::: EXTRACTED DATA :::

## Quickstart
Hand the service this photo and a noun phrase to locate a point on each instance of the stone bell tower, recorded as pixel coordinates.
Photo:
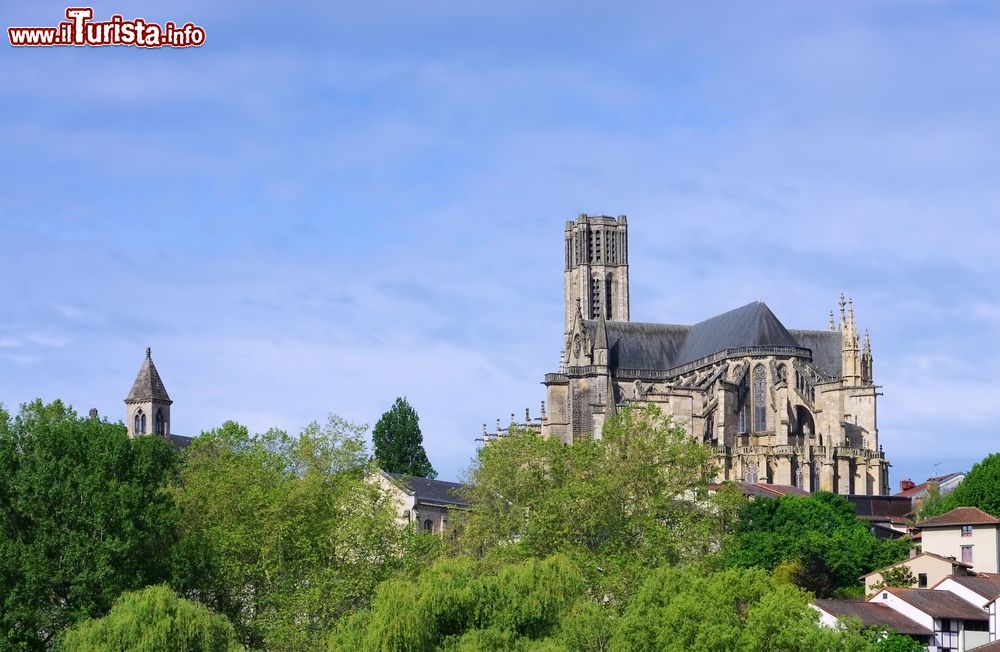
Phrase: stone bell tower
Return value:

:::
::: EXTRACTED DATA :::

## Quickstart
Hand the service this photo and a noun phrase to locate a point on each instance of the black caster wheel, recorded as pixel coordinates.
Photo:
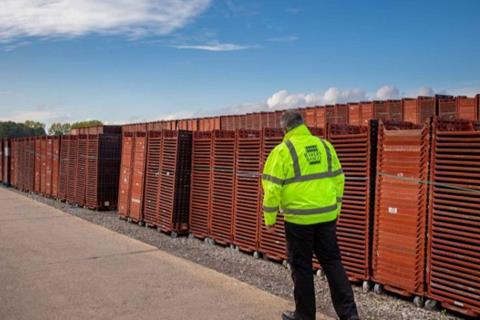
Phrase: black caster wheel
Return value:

:::
::: EXTRACTED DATA :::

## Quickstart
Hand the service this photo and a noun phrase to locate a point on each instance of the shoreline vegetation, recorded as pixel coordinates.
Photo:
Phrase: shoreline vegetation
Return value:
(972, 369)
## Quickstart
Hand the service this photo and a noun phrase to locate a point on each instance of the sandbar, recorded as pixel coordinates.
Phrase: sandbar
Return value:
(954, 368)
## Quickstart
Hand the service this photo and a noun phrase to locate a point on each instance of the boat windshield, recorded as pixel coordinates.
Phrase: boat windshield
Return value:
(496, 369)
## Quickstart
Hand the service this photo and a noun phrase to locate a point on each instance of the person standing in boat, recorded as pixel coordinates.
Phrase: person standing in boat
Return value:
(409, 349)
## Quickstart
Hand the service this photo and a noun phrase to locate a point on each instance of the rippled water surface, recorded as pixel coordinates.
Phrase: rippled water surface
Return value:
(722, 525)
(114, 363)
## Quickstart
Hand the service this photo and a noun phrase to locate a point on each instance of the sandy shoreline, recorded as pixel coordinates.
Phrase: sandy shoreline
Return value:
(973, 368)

:::

*DIRECTIONS*:
Every line that contains "bell" should be copied out of the data.

*ANSWER FOR THE TASK*:
Hand the service this photo and a noun phrase to locate a point on each instance of the stone bell tower, recorded as pixel coordinates.
Phrase: stone bell tower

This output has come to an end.